■ **PAGE EXTRACT**
+++++

Period drama no picnic
Picnic at Hanging Rock star Lily Sullivan makes her move on Hollywood in the epic limited series Barkskins, writes Holly Byrnes
CINCHED in tight by yet another corset, Lily Sullivan is the first to say her penchant for period drama comes with some side effects.
The Picnic at Hanging Rock star, who revived the role of Miranda in the iconic adaptation of Joan Lindsay novel by Foxtel two years ago, has just found herself stepping back in time again
– this time, for her first international credit, in National Geographic’s stunning new limited series Barkskins.
Playing Filles Du Roi [daughter of the king], Delphine, she is shipped to the new ‘France’ of North America and is expected to do her part to populate this wild land, seized from its First Nation people, the Iroquois.
Filmed in acres of wilderness three hours outside of Quebec City in Canada, the $90 million production went to extraordinary lengths to replicate the 1690s settlement called Wobik and how challenging it was to live through those days – including those damn corsets, Sullivan laughs.
“I had to eye roll at that,” she says, “but there is a level of immersion [in period drama] that is so intoxicating ... jumping into another world.
“The only resentment is the corset, but it usually helps with your acting to be huffing and puffing, being an oppressed woman, in an era where equality doesn’t exist. So it’s informative from that perspective.”
The courage and resilience it took women like Delphine to literally give birth to this new settlement inspired the 26-year-old.
“She is one of the first fleet of desperate women to cross the Atlantic, on a three-month voyage, full of disease and death. I had so much admiration learning about these women, who were there to pretty much mother this new land. It sounds nice and pretty saying ‘mothered’ but the expectation was they’d give birth to up to 20 children and you could die from that pretty quickly,” she says.
Sullivan, who grew up in Logan, near Brisbane, saw similarities with Australia’s First Nation people and in the brutal historical fiction of the eight-part drama; where a mysterious massacre of settlers in the vast and unforgiving wilds of threatens to throw the Canadian province into all-out war.
“It’s fantastic when you get to learn about a culture that you’re not familiar with ... the First Nation people, the Iroquois of North America and a story that’s so close to home for so many colonised countries, who acknowledge that murderous past.”
The gig was made even more memorable by Sullivan’s co-star Marcia Gay Harden, who took her under her wing. “Oh my god, she’s one of the most fabulous women I’ve ever met,” she coos. “It was such a joy to work with her.”
Harden’s humility and hard work stunned her young co-star.
“Being with her there until 2am, the last on set, never complaining. She was just an absolute trooper for the artform of storytelling and so generous.”
So much so that on production breaks, Sullivan recalls, she be mothering the cast and crew.
“She totally embodied her character and just loved taking all of the harvest from set and baking it for everyone ... she was an absolute treasure.”
And Harden’s hospitality didn’t end at the wrap party, extending an invitation for the acting newcomer to stay at her homes in New York and Los Angeles.
“It made me think of people like Heath Ledger, who offered a helping hand to the people coming behind him. She was straightaway open arms.”

+++++

■ **INFORMATION GIVEN**
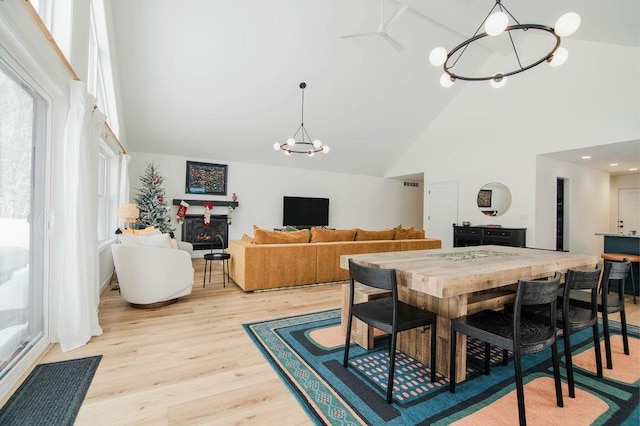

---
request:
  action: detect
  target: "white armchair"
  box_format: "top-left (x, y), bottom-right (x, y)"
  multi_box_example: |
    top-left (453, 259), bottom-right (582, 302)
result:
top-left (111, 244), bottom-right (194, 308)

+++++

■ **LIST OF TASKS**
**A)** Render this sentence from the Lily Sullivan article in Spanish: "Harden’s humility and hard work stunned her young co-star."
**B)** Reproduce without changes the stretch of the Lily Sullivan article from "Sullivan, who grew" through "her young co-star.".

■ **RESPONSES IN ORDER**
**A)** La humildad y el trabajo duro de Harden asombraron a su joven compañera de reparto.

**B)**
Sullivan, who grew up in Logan, near Brisbane, saw similarities with Australia’s First Nation people and in the brutal historical fiction of the eight-part drama; where a mysterious massacre of settlers in the vast and unforgiving wilds of threatens to throw the Canadian province into all-out war.
“It’s fantastic when you get to learn about a culture that you’re not familiar with ... the First Nation people, the Iroquois of North America and a story that’s so close to home for so many colonised countries, who acknowledge that murderous past.”
The gig was made even more memorable by Sullivan’s co-star Marcia Gay Harden, who took her under her wing. “Oh my god, she’s one of the most fabulous women I’ve ever met,” she coos. “It was such a joy to work with her.”
Harden’s humility and hard work stunned her young co-star.